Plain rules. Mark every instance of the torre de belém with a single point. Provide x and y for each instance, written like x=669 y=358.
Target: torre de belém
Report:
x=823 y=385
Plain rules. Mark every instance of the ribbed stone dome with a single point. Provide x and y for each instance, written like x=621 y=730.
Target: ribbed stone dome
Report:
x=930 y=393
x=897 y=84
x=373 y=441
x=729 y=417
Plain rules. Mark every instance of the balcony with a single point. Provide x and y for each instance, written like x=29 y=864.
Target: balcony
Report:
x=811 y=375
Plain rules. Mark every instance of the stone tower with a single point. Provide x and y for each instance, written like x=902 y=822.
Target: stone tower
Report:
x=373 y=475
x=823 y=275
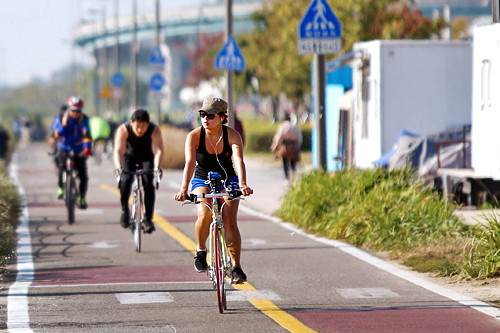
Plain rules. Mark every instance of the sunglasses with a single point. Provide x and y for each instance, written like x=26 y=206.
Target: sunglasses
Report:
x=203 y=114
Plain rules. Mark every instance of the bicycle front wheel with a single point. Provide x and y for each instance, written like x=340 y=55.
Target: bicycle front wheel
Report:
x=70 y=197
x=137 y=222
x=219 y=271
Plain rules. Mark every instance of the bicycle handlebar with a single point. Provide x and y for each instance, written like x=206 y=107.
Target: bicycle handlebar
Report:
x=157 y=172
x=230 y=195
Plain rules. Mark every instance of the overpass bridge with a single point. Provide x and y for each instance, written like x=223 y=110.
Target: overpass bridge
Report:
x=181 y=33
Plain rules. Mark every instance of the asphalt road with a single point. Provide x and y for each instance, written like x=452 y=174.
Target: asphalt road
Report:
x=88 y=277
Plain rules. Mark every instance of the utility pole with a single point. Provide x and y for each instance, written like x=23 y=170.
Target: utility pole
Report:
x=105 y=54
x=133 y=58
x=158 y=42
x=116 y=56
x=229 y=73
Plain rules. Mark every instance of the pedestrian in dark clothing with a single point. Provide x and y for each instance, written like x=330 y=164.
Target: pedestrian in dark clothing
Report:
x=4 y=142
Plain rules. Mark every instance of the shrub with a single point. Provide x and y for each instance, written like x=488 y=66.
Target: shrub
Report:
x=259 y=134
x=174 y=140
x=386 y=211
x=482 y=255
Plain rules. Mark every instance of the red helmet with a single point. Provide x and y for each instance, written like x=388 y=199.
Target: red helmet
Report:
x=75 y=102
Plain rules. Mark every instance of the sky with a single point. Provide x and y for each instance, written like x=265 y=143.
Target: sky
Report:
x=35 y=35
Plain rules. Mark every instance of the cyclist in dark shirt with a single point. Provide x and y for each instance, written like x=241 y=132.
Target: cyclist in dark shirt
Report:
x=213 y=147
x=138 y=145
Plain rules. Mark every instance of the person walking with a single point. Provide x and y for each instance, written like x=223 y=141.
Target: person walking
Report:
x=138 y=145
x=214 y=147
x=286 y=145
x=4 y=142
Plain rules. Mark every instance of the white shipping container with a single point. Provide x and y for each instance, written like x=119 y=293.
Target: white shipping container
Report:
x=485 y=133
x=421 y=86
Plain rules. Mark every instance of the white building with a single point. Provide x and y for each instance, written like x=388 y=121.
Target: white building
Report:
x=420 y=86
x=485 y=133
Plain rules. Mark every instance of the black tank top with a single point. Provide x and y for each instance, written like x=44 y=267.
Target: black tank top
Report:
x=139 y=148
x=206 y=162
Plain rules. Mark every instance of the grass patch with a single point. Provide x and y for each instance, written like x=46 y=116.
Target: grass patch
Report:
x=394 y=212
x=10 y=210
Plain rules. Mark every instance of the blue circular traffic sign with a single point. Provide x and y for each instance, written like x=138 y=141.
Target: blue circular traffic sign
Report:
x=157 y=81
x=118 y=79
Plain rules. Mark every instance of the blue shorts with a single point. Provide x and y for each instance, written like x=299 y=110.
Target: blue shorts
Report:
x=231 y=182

--

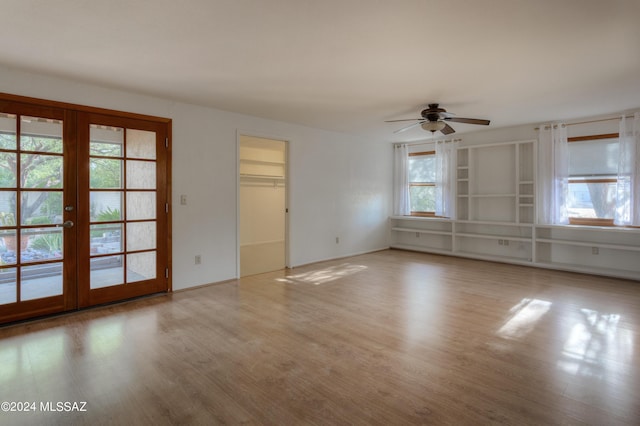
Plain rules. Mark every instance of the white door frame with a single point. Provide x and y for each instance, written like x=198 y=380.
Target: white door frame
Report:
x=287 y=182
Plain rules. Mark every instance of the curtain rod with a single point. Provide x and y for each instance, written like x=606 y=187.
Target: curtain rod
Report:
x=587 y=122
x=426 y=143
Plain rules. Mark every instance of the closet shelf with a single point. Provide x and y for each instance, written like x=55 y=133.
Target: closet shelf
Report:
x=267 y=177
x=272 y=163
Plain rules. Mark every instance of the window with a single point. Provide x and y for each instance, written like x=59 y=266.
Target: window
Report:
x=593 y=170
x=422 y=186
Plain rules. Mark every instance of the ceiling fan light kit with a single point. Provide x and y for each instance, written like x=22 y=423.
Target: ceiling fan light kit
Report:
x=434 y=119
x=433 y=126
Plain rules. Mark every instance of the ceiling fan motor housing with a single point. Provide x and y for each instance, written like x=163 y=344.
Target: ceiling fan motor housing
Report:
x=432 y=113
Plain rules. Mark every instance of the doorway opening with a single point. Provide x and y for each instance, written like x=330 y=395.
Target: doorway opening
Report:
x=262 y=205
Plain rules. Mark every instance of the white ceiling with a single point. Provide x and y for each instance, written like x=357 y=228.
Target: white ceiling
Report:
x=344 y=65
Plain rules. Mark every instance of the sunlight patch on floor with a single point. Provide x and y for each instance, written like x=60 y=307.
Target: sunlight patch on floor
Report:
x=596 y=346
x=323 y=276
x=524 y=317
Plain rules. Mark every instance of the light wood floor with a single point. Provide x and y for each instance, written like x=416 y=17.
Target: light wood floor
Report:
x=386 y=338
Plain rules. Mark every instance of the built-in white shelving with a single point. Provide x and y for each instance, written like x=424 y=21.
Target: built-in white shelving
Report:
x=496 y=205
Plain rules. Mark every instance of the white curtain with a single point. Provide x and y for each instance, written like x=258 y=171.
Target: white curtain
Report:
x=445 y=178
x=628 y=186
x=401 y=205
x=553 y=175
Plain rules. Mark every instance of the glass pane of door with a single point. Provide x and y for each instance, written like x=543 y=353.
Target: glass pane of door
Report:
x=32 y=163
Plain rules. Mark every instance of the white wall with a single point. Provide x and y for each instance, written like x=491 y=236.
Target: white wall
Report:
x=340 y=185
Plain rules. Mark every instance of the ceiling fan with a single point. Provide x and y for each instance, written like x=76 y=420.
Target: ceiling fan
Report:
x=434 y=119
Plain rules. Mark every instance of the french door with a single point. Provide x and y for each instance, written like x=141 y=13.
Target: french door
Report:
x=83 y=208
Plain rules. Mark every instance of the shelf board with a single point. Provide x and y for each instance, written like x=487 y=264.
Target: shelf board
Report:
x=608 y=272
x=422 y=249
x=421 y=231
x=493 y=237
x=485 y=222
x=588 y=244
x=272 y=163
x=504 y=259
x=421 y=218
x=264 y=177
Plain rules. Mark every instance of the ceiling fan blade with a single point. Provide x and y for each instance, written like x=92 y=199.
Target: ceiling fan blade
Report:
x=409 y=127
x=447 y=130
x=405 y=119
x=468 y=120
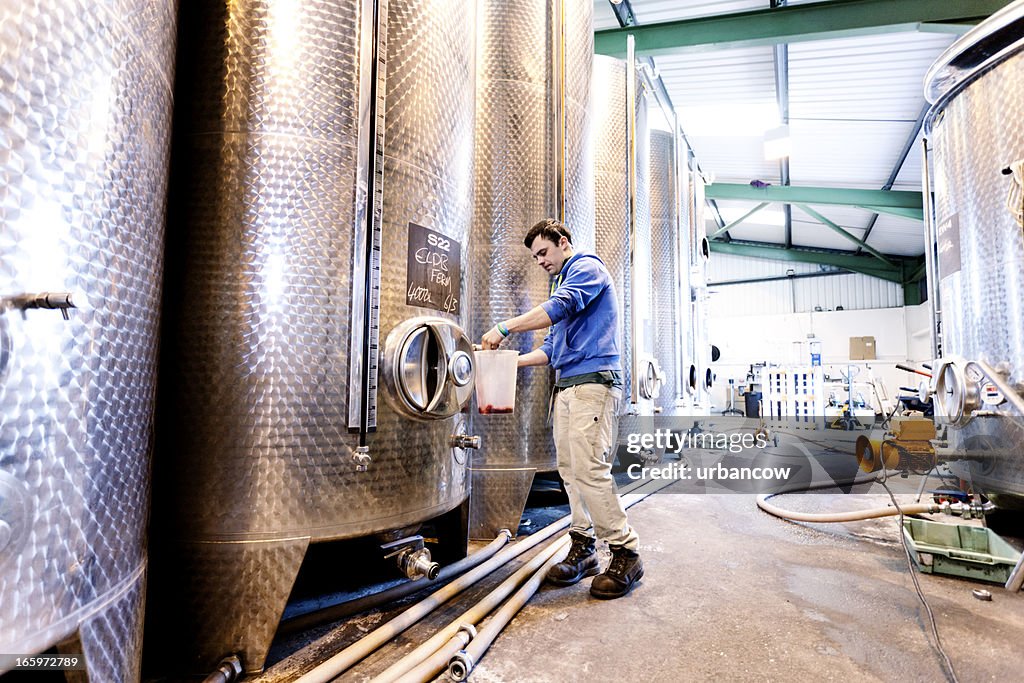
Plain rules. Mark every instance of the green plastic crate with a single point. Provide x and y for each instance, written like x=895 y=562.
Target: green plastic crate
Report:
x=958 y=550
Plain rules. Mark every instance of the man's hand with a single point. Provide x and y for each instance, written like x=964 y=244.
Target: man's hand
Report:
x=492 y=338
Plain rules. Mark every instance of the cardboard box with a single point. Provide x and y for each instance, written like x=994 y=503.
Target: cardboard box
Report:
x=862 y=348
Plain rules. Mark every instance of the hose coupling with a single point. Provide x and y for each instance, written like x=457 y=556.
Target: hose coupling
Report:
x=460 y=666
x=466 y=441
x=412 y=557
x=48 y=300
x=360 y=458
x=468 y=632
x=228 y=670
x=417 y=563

• [PROBLEM DESCRIPTION]: Report every line containing the string "green" in the material.

• [THE ANSWER]:
Plain rules. Mark every instance of the green plastic crate with a single point. Provide x and y for each instance, written like x=895 y=562.
Target: green plastic crate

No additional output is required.